**What is expected:**
Where the word "like" occurs in a line of the listing, please copy the line.
□ □ □
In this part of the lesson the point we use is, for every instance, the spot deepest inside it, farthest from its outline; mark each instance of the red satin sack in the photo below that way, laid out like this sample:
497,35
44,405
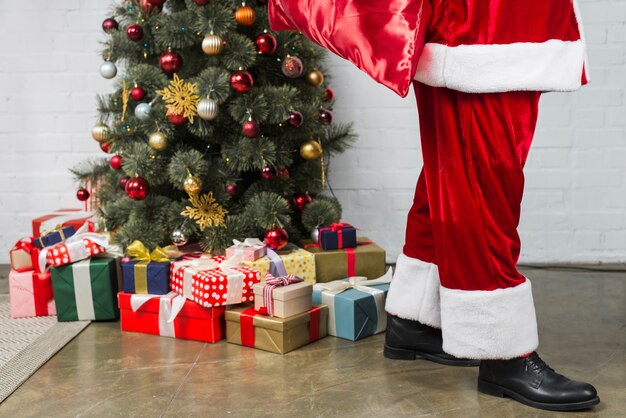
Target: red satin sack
384,39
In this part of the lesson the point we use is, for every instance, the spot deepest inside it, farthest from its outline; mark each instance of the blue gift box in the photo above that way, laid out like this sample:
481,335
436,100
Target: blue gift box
337,236
54,237
354,314
146,277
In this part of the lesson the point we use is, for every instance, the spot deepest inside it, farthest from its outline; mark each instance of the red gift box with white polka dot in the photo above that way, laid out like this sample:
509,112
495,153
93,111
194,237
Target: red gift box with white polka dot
63,254
210,288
□ □ □
**Answer space:**
In this part of the lesson the point we use is, for every instance, the spot deepest inside it, farthest from its outline; mark each instance of the red satin sack in the photo below that way, laid out like this sample:
In this part of the lesson the point we use is, for every instance, the spot deepest inside it, farthest from its outline; mark each instance of the blue gift box in the photo above that way, laid out like this sample:
In this part of the lesson the point we use is, for every instance, the spot deepest inside it, farthest from its outline; mark each instance of the red gift box with white polka dot in the photo above that way, laid out like this sample:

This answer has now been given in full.